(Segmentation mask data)
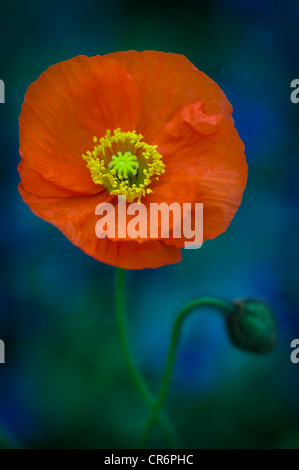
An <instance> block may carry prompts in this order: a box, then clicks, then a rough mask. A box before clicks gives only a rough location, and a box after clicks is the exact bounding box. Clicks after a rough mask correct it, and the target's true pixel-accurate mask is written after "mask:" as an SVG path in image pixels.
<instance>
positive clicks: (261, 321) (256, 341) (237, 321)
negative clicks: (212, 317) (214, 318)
mask: <svg viewBox="0 0 299 470" xmlns="http://www.w3.org/2000/svg"><path fill="white" fill-rule="evenodd" d="M233 306H234V309H235V313H234V314H232V315H228V316H227V317H226V328H227V331H228V335H229V337H230V340H231V341H232V343H233V344H234V345H235V346H237V347H238V348H240V349H243V350H245V351H252V352H256V353H260V354H262V353H267V352H270V351H272V350H273V349H274V348H275V347H276V343H277V331H276V322H275V318H274V315H273V313H272V311H271V309H270V307H269V306H268V305H267V304H266V303H265V302H264V301H262V300H257V299H240V300H235V301H234V302H233Z"/></svg>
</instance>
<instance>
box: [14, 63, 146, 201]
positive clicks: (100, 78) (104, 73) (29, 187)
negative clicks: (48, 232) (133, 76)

### Exercise directions:
Word for word, give the data above again, without any images.

### Response to the exercise:
An <instance> block may carry prompts in this order: a box, then clicks, then a rough mask. A box before clicks gives only a rough location, and a box after clicks is the exact bounding box. Clicks after a rough mask correct it, and the target's true pixel-accurate mask is written after "mask:" as an SVG path in image pixels.
<instance>
positive clicks: (261, 321) (256, 341) (237, 321)
negative clicks: (212, 317) (214, 318)
mask: <svg viewBox="0 0 299 470" xmlns="http://www.w3.org/2000/svg"><path fill="white" fill-rule="evenodd" d="M233 306H234V309H235V313H234V314H232V315H228V316H227V317H226V328H227V331H228V335H229V337H230V340H231V341H232V343H233V344H234V345H235V346H237V347H238V348H240V349H243V350H245V351H252V352H256V353H260V354H262V353H267V352H270V351H272V350H273V349H274V348H275V347H276V343H277V331H276V322H275V318H274V315H273V313H272V311H271V309H270V307H269V306H268V305H267V304H266V303H265V302H264V301H262V300H257V299H240V300H235V301H234V302H233Z"/></svg>
</instance>
<instance>
box: [14, 63, 146, 201]
positive clicks: (100, 78) (104, 73) (29, 187)
negative clicks: (48, 232) (133, 76)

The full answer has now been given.